-- Start Data shown --
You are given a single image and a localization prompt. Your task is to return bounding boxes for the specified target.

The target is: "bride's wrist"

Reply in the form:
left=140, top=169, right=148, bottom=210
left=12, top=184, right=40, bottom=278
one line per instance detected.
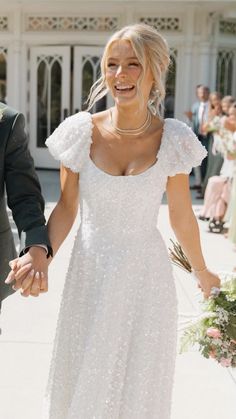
left=192, top=265, right=208, bottom=276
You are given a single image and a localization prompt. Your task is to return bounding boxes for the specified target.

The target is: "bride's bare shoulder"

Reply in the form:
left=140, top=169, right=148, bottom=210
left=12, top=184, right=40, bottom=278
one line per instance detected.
left=92, top=109, right=109, bottom=126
-- End Data shown --
Write out all the entries again, swapping each "localization prompt" for "detection prompt" and changing nothing else. Leave the pictures out.

You are given a single image and a detection prompt. Your task is to return bounding boxes for the specified target.

The target is: "bride's wrist"

Reply in the form:
left=140, top=169, right=148, bottom=210
left=12, top=184, right=40, bottom=278
one line per instance detected.
left=192, top=265, right=208, bottom=276
You are given a single image and a detection prompt. Your task is to return bounding boxes for the specified target.

The target is: "bride's bare shoulder"

Reply in the form:
left=140, top=169, right=148, bottom=210
left=12, top=184, right=40, bottom=278
one line per instance detected.
left=92, top=109, right=109, bottom=126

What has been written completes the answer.